What the task asks: Could you repeat the whole listing below exactly, omitting any picture it holds?

Data excerpts:
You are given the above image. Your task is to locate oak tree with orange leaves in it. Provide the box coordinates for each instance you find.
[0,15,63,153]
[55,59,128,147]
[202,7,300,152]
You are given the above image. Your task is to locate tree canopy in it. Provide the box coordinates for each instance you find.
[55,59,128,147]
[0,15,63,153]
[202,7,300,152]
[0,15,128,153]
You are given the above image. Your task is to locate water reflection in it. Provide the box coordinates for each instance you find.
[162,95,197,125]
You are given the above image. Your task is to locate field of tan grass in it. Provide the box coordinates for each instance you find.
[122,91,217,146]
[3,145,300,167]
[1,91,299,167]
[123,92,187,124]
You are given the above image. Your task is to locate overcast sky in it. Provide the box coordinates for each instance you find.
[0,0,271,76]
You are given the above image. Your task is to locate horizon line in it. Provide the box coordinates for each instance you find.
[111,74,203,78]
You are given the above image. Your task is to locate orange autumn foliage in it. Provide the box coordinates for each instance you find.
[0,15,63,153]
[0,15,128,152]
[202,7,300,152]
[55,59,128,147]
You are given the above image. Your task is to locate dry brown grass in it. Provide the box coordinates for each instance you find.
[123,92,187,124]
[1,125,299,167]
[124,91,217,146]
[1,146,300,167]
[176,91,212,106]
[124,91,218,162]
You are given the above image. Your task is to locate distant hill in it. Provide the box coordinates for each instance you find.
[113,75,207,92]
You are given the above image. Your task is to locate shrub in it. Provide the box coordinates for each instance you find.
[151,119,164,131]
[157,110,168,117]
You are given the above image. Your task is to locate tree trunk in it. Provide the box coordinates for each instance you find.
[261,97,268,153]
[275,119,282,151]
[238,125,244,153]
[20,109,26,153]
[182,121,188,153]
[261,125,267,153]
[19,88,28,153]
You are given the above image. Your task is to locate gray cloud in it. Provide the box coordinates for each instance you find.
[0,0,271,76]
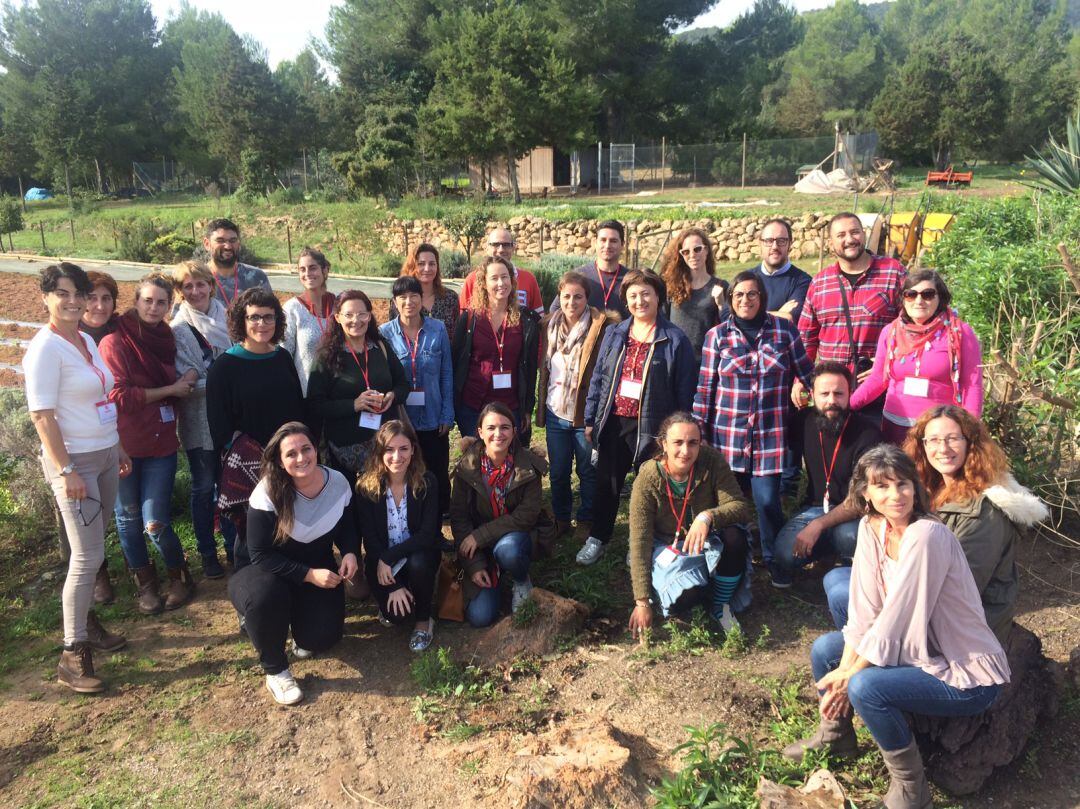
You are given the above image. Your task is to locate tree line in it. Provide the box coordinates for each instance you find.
[1,0,1077,201]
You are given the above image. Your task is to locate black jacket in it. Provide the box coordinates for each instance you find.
[356,471,440,567]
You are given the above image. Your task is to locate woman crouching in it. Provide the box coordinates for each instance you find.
[228,422,359,705]
[785,444,1008,809]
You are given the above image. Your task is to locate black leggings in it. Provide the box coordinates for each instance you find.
[715,525,749,576]
[228,564,345,674]
[364,549,441,624]
[415,429,451,516]
[591,416,640,544]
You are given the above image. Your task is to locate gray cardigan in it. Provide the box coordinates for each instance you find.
[170,320,213,451]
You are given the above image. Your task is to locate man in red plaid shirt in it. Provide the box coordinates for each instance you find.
[794,213,906,409]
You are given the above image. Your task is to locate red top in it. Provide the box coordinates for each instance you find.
[613,335,650,418]
[98,331,180,459]
[462,315,523,411]
[458,267,545,313]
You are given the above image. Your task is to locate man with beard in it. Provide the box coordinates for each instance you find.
[793,213,905,415]
[769,362,882,589]
[202,219,271,308]
[563,220,632,320]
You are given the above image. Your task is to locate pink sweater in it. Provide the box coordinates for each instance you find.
[844,517,1010,689]
[850,318,982,427]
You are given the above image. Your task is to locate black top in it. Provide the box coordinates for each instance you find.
[206,347,307,451]
[799,411,883,508]
[665,277,726,360]
[356,471,440,569]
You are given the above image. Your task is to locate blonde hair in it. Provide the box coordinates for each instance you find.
[470,255,520,326]
[356,420,428,501]
[172,260,214,293]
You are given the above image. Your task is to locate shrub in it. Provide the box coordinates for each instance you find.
[0,389,52,528]
[116,218,159,263]
[69,190,102,215]
[146,232,197,264]
[269,186,305,205]
[0,196,24,237]
[441,249,471,279]
[357,252,404,278]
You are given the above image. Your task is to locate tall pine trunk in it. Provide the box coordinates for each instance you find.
[507,147,521,204]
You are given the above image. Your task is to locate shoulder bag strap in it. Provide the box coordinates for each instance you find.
[836,274,858,367]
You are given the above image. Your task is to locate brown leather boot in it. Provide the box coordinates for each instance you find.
[782,715,859,762]
[93,561,115,605]
[57,642,105,693]
[132,565,163,615]
[164,562,196,610]
[85,610,126,653]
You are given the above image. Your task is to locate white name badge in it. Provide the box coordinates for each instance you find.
[493,372,513,390]
[655,546,679,568]
[902,376,930,398]
[618,379,643,400]
[159,405,176,423]
[95,401,117,425]
[823,496,831,514]
[406,389,426,407]
[358,411,382,430]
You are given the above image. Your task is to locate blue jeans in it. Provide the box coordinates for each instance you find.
[465,531,532,628]
[736,472,783,562]
[186,448,236,561]
[545,409,594,523]
[772,506,859,583]
[824,565,852,629]
[115,453,186,570]
[810,631,1001,750]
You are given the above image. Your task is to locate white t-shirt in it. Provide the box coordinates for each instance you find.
[23,327,118,454]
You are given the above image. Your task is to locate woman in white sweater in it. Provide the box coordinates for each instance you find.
[282,247,336,395]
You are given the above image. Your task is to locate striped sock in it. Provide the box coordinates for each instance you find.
[710,574,742,619]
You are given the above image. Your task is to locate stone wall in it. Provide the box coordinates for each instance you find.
[374,212,833,266]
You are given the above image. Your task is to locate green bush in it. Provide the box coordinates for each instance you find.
[441,249,471,279]
[269,187,305,205]
[69,190,102,215]
[116,218,159,263]
[0,389,52,527]
[0,196,24,237]
[146,232,197,264]
[357,252,404,278]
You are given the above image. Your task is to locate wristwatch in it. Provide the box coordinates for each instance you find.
[58,463,75,476]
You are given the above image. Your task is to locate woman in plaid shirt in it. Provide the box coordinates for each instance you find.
[693,271,814,579]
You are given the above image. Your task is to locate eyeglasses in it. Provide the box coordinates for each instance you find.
[732,291,760,300]
[74,496,102,527]
[488,241,513,249]
[922,435,966,449]
[679,245,705,257]
[761,237,791,246]
[245,313,277,324]
[903,289,939,302]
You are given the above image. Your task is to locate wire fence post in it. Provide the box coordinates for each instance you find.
[660,136,666,193]
[39,222,45,253]
[741,133,747,189]
[69,218,76,248]
[286,223,293,265]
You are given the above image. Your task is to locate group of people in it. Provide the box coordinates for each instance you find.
[25,213,1047,808]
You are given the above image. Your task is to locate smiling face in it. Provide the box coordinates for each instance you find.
[731,279,762,320]
[382,432,414,479]
[484,262,512,305]
[866,473,915,524]
[559,282,587,323]
[903,280,940,324]
[180,277,212,313]
[415,251,439,286]
[660,421,702,478]
[244,305,277,345]
[336,298,371,341]
[487,228,515,261]
[759,221,791,270]
[279,433,318,481]
[395,291,422,321]
[479,411,515,456]
[298,255,327,292]
[829,216,866,263]
[921,416,969,480]
[134,283,171,326]
[679,233,707,273]
[625,282,658,323]
[204,227,239,268]
[83,285,115,328]
[44,277,86,327]
[596,227,623,264]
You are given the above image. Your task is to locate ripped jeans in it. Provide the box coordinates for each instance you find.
[115,453,186,570]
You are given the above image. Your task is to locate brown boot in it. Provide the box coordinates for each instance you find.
[782,715,859,762]
[164,562,196,610]
[879,740,933,809]
[57,642,105,693]
[93,561,115,605]
[132,565,163,615]
[85,610,127,653]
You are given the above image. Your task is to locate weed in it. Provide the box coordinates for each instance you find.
[755,624,772,650]
[443,723,484,742]
[410,647,497,703]
[511,596,539,628]
[720,624,749,659]
[458,757,481,776]
[411,696,446,723]
[667,608,717,656]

Reply to the task:
You are given the above image. Your task is to locate oak tree with orange leaves in it. Provide the box coordinates for each instance you find.
[0,15,63,153]
[55,59,128,147]
[202,7,300,152]
You are given the above image. Your task is to locate tree canopy in it. Provide the box coordinates for each instance you find.
[55,59,128,147]
[0,15,63,153]
[202,7,300,152]
[0,15,128,153]
You are given the above image. Your task is to locate water reflection in it. Provide the box coordinates for each instance you find.
[162,95,197,125]
You are given the above image. Your task is to locate field of tan grass in it. Provide the box coordinates for each instance you find.
[122,91,217,146]
[3,145,300,167]
[1,91,299,167]
[123,92,187,124]
You are given the above image. Your task is to locate overcast sky in it. Provide the box coordinates for each instance you find.
[0,0,271,76]
You are given the above image. Your task is to locate horizon line in it. Provide the box coordinates for each instance you find.
[111,74,203,78]
You are given the above image. Your task is to locate orange autumn foliage in it. Provide the box coordinates for each instance you find.
[0,15,63,153]
[0,15,128,152]
[202,7,300,152]
[55,59,128,147]
You are given the above image. Your task is to locate dry brown grass in it. Provide the box coordinates for each instance you find.
[123,92,187,124]
[1,125,299,167]
[124,91,217,146]
[1,146,300,167]
[176,91,212,106]
[124,91,218,162]
You are given the above image. Your task is to locate distant hill in it. Provide the box coordinates for each instance you find.
[113,75,207,92]
You are given the above image. Your task is to locate shrub in it. Provide the box coordinates for each instance you find.
[151,119,164,131]
[157,110,168,117]
You are given the above image. Your task is to locate tree trunk in it. Provide the box coordinates for each instance you find.
[261,97,268,153]
[275,119,282,151]
[238,125,244,153]
[20,109,26,153]
[182,121,188,153]
[261,125,267,153]
[19,88,28,153]
You are given the above image. Your task is to locate gray cloud in it. Provide the box coordinates for each instance you find.
[0,0,271,76]
You are given the above image. Your task is to locate tree line in it. Provide the box coordinates for each instance you find.
[1,0,1077,201]
You are given the above image. Your task is to locate black jacket in it. Provide the box coordinates for each instance you find.
[356,471,440,567]
You are given the above image. Your task is to locate woman crouching in it. Provide the box coordinates for each instance you find.
[228,422,359,705]
[785,444,1008,809]
You are given the above image. Your task is to locate black leggings in it. Provide the box coordinates for each instance you find.
[715,525,749,576]
[228,564,345,674]
[364,549,441,624]
[415,429,451,516]
[591,416,640,544]
You are given the above image. Your task is to locate gray cardigan in it. Provide the box coordinates for each instance you find.
[170,320,213,451]
You are given the above image. Your task is to locate man in red plaid shirt in it. Provide the box coordinates for each instance you find.
[794,213,906,409]
You are given the above image. Your task is to locate red top in it. Provide the box coordinates for each instance you find.
[613,335,650,418]
[98,331,180,459]
[462,315,523,411]
[458,267,545,313]
You are given the above image. Your task is to locate man with beard in it. Provide the box coordinates for each instance you find.
[793,213,905,415]
[769,362,882,589]
[202,219,271,308]
[563,220,632,320]
You are given the above image. Your task is to locate pink sweater in it. Provide the box coordinates for each instance you find.
[844,517,1010,689]
[850,318,982,427]
You are given the above image. Your task is to locate black top in it. Provide the box coordinates for each instance you find.
[206,347,307,451]
[799,411,883,508]
[665,277,726,360]
[356,471,440,569]
You are given the above image. Your task is to locate blonde hair in it. Provide the box coordinates for each instance you find.
[470,255,520,326]
[356,420,428,501]
[172,260,214,293]
You are given the above image. Your task is to locate shrub in it. Provide the box coordinates for each instance you find.
[0,389,52,528]
[116,218,159,263]
[69,190,102,215]
[146,232,197,264]
[269,186,305,205]
[0,196,24,237]
[441,249,471,279]
[357,252,404,278]
You are given the above image. Your task is to locate tall pine trunk in it. Provide the box coordinates for each instance you find.
[507,147,521,204]
You are given the above image. Your task is to locate shoulder bag strap in it. Provide the box coordinates for each instance you find.
[836,274,858,367]
You are given the above image. Your task is to locate brown leather boot in it. Provide the box coordinates for each instance you find.
[782,715,859,762]
[93,561,115,605]
[57,642,105,693]
[132,565,163,615]
[164,562,196,610]
[85,610,126,653]
You are given the above image. Your task is to locate white name badge in it. Provide the box coordinates for each instance you find.
[493,372,513,390]
[655,546,679,568]
[902,376,930,398]
[618,379,643,400]
[159,405,176,423]
[95,401,117,425]
[823,496,831,514]
[406,389,426,407]
[358,411,382,430]
You are given the above image. Your task is to locate blue jeans in it. Provide the box coordinates for each instance you find.
[465,531,532,628]
[736,472,783,562]
[186,448,236,561]
[545,409,594,523]
[772,506,859,583]
[824,565,852,629]
[115,453,186,570]
[810,631,1001,750]
You are given the above image. Your task is to locate white t-shirt in it. Provide the box coordinates for each instance you find.
[23,327,118,454]
You are given the above image. Your task is to locate woman in white sweater in it. Provide the box coordinates for each instance you find.
[282,247,336,395]
You are given the above image. Your task is to locate striped sock in it. Provide the box coordinates for each instance you find.
[710,574,742,619]
You are given the above image. Your task is to locate stone wall in it. Provide the box coordinates for each instance you find.
[374,212,833,266]
You are given the above image. Your task is to locate green bush in it. Provide the box coordinates for each instance you find.
[441,249,471,279]
[269,187,305,205]
[69,190,102,215]
[116,218,159,263]
[0,389,52,527]
[0,196,24,237]
[146,232,197,264]
[357,252,404,278]
You are given the above image. Your task is to locate wristwatch in it. Provide the box coordinates for each instance you find.
[58,463,75,476]
You are given the above image. Your task is to locate woman in plaid shirt in it. Provide the box coordinates for each instance you find.
[693,271,814,579]
You are given the above image. Your task is to locate eyeglasses in it. Provide the box coordinates for each instance you find.
[732,291,760,300]
[74,496,102,527]
[488,241,513,249]
[922,435,966,449]
[679,245,705,257]
[761,237,791,246]
[245,313,277,324]
[903,289,939,302]
You are given the above image. Your task is to locate wire fence post in it. Provide the box coordinates for each instance you find.
[660,136,666,193]
[39,222,45,253]
[741,133,747,189]
[69,218,76,248]
[286,223,293,265]
You are given the above image. Your task is to locate group of people in it. Provide the box coordinates for each instance you find.
[25,213,1047,808]
You are given the above image. Your task is to locate smiling face in it. Provide the box coordinates for each instance you find.
[731,279,762,320]
[382,432,414,479]
[484,262,512,305]
[866,473,915,524]
[559,282,587,323]
[903,280,940,324]
[180,277,212,313]
[415,251,439,286]
[660,421,702,478]
[244,305,277,345]
[336,298,371,341]
[487,228,515,261]
[759,221,791,270]
[279,433,318,481]
[395,291,422,321]
[479,411,515,456]
[298,255,327,292]
[829,216,866,263]
[921,416,969,480]
[134,283,171,326]
[679,233,707,273]
[625,282,658,323]
[204,227,239,268]
[83,285,115,328]
[44,277,86,327]
[596,227,623,264]
You are given the above image. Your task is to locate ripped jeans in it. Provide the box coordinates for each instance you find.
[115,453,186,570]
You are given the above image. Your task is to locate brown boot in it. Provide the box coordinates for each instance you find.
[782,715,859,762]
[164,562,196,610]
[879,740,933,809]
[57,642,105,693]
[93,561,115,605]
[132,565,163,615]
[85,610,127,653]
You are given the above image. Your task is to locate weed in it. Provide the box coordinates for each instance you find.
[755,624,772,650]
[443,723,484,742]
[410,647,497,703]
[511,596,539,628]
[720,624,749,659]
[458,757,481,776]
[411,696,446,723]
[667,608,717,656]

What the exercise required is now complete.